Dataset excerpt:
⁂
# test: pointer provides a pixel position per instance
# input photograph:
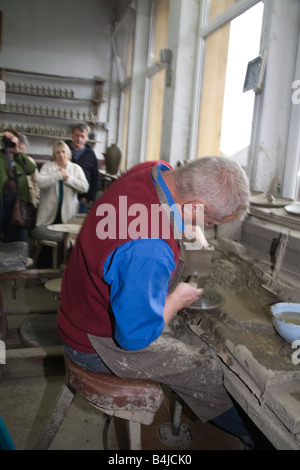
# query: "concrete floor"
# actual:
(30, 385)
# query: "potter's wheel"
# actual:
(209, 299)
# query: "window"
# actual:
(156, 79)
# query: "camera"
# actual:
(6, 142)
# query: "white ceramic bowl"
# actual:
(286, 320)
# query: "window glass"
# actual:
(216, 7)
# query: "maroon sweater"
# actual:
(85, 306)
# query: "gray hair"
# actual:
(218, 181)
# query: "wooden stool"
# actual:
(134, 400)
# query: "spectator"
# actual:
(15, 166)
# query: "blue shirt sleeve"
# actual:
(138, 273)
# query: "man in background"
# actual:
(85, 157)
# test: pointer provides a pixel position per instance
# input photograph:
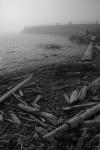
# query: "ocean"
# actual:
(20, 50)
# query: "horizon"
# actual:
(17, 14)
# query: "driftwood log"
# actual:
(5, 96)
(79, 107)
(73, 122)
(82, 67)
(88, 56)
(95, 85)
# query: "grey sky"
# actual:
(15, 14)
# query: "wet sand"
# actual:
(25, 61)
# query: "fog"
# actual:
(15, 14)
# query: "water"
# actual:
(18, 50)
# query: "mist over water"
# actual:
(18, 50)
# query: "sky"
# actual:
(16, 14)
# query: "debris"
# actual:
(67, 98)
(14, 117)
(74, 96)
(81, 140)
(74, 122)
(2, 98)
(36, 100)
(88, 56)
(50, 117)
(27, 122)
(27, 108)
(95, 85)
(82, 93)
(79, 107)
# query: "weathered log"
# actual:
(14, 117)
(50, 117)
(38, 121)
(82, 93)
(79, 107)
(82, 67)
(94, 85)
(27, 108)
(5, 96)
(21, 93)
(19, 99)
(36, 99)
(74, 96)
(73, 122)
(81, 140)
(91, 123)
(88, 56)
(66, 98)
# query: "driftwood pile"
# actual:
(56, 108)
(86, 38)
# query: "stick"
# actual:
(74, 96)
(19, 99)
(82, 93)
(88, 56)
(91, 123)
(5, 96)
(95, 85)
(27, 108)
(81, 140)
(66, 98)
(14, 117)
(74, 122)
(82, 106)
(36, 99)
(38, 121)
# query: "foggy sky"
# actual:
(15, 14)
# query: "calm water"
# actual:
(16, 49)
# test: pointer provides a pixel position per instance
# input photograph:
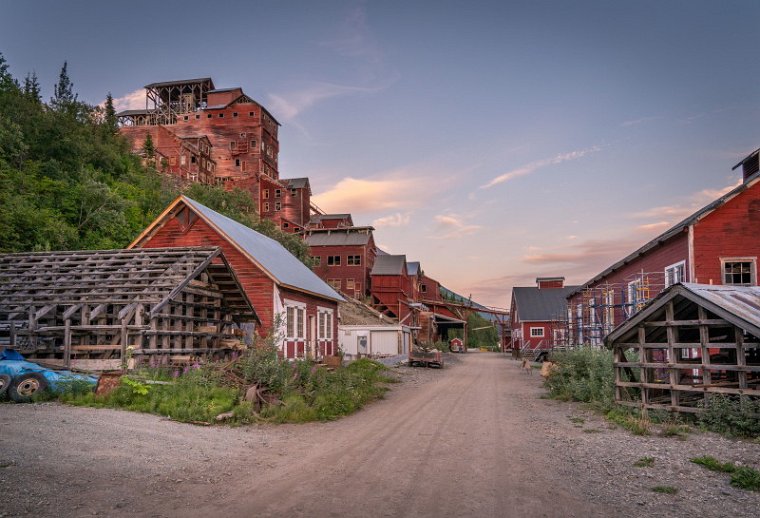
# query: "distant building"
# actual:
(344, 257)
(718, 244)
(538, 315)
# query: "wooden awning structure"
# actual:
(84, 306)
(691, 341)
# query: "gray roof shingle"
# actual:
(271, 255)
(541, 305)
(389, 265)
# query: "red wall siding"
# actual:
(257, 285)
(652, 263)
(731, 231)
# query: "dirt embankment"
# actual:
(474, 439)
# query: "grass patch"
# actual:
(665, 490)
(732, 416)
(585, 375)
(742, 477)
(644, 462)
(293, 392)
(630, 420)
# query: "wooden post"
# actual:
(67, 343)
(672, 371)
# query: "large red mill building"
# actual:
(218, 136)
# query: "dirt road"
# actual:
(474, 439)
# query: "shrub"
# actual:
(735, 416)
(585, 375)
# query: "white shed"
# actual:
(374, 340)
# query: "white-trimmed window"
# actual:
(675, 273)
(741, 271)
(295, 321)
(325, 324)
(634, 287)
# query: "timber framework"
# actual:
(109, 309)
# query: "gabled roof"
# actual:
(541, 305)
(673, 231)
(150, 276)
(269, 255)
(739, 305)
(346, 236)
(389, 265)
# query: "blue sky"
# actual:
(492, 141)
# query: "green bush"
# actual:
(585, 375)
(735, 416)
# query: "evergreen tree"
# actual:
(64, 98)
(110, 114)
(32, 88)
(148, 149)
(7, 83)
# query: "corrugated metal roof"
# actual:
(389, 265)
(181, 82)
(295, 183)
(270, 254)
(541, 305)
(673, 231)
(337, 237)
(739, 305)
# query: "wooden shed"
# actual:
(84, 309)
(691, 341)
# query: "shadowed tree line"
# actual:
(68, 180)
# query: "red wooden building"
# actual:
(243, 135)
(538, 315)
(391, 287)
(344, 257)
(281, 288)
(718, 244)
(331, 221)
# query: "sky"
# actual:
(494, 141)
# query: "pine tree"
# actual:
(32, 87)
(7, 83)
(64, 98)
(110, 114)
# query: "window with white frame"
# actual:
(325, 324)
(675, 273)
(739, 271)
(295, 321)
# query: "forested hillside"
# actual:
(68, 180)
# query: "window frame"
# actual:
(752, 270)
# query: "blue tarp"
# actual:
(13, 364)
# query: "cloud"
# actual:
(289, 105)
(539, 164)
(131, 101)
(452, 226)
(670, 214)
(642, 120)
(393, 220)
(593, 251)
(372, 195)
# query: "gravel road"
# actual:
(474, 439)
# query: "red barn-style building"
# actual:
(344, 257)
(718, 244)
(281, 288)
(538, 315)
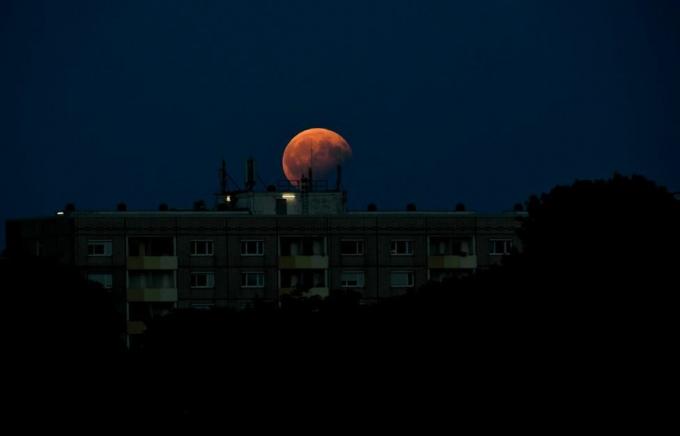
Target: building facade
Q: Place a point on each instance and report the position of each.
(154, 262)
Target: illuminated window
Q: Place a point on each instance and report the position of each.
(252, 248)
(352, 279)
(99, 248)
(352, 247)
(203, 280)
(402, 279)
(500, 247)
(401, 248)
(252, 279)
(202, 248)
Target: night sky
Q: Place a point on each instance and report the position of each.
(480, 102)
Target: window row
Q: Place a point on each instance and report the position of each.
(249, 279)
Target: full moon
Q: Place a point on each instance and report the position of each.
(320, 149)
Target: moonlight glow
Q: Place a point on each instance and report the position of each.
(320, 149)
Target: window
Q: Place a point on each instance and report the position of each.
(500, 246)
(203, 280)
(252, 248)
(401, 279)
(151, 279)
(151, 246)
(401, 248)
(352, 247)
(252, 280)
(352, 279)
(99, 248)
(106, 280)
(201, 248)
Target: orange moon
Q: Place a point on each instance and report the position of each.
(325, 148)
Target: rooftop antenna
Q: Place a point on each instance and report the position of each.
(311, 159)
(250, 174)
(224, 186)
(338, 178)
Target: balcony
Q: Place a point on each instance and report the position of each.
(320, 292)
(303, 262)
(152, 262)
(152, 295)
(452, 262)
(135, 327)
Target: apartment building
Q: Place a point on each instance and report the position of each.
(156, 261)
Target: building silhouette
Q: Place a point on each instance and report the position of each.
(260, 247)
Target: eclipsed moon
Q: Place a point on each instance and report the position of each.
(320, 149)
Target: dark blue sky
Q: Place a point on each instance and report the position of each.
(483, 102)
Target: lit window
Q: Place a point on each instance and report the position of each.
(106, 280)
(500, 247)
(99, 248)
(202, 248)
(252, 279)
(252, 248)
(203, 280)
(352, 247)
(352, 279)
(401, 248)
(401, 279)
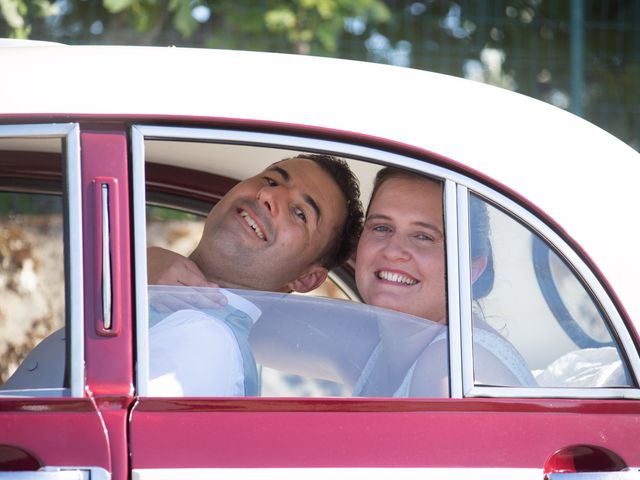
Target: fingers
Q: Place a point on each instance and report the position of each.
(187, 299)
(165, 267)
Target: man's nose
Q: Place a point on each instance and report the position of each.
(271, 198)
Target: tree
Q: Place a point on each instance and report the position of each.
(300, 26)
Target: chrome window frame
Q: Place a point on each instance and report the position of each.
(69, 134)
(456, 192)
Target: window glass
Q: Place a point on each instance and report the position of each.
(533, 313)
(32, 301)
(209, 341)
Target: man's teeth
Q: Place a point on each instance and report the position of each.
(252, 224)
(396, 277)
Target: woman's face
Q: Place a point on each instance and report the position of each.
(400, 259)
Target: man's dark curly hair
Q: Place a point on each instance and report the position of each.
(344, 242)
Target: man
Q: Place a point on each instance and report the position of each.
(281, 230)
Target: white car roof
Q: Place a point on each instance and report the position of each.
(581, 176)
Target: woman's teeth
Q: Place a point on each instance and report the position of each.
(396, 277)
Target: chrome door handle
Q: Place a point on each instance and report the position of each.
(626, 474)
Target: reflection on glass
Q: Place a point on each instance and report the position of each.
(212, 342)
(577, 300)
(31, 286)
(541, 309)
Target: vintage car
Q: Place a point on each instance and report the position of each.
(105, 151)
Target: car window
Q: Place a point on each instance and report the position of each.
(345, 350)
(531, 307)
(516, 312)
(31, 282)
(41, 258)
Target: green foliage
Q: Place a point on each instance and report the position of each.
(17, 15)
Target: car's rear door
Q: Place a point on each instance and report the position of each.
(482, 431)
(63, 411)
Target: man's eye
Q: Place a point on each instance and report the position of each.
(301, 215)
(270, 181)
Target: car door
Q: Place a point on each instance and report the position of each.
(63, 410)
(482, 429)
⁂
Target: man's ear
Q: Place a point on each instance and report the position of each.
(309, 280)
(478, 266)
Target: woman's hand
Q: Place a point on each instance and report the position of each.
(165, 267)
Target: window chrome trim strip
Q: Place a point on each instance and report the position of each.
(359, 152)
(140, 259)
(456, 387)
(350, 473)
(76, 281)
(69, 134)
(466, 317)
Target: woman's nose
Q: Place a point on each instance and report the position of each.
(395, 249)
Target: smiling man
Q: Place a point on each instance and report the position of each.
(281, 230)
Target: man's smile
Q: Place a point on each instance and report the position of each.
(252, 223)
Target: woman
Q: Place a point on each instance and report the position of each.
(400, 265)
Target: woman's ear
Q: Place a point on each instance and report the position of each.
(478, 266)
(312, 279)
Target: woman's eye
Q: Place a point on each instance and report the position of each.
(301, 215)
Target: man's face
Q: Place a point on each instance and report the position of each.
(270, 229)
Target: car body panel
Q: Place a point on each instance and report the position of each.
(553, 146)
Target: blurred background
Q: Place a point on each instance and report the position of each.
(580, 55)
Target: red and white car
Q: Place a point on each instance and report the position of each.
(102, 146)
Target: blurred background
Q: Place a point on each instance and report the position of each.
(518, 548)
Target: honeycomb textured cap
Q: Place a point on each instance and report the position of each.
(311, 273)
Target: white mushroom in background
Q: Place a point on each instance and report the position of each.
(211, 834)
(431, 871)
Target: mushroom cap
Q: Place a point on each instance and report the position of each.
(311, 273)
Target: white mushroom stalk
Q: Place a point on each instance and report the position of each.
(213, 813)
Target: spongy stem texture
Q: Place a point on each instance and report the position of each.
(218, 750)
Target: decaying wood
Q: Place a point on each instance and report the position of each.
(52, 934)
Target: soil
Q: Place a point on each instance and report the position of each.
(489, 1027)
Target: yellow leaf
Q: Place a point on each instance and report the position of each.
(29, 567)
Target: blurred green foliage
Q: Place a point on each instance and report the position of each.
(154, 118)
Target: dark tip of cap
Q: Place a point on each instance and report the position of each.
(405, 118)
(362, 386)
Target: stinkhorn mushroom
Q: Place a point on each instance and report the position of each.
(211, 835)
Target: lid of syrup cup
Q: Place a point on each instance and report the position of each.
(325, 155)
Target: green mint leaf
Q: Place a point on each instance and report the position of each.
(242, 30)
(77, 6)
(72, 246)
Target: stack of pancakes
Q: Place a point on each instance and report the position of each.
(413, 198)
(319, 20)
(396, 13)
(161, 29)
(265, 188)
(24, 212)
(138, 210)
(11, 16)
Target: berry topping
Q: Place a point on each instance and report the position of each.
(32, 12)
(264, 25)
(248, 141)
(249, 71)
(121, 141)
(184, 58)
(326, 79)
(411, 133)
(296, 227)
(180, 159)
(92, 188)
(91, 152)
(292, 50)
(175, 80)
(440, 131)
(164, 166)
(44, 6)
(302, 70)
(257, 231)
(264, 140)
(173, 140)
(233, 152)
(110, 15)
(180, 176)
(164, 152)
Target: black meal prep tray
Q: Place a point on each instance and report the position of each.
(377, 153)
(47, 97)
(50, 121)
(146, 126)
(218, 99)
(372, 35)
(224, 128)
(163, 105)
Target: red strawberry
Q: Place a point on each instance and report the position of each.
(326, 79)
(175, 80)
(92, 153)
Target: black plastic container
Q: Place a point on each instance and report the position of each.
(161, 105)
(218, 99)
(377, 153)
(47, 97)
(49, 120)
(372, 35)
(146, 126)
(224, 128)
⁂
## Exercise task
Pull out every line in the items that contains the word "gray".

## The output
# query: "gray hair"
# query: "gray roof shingle"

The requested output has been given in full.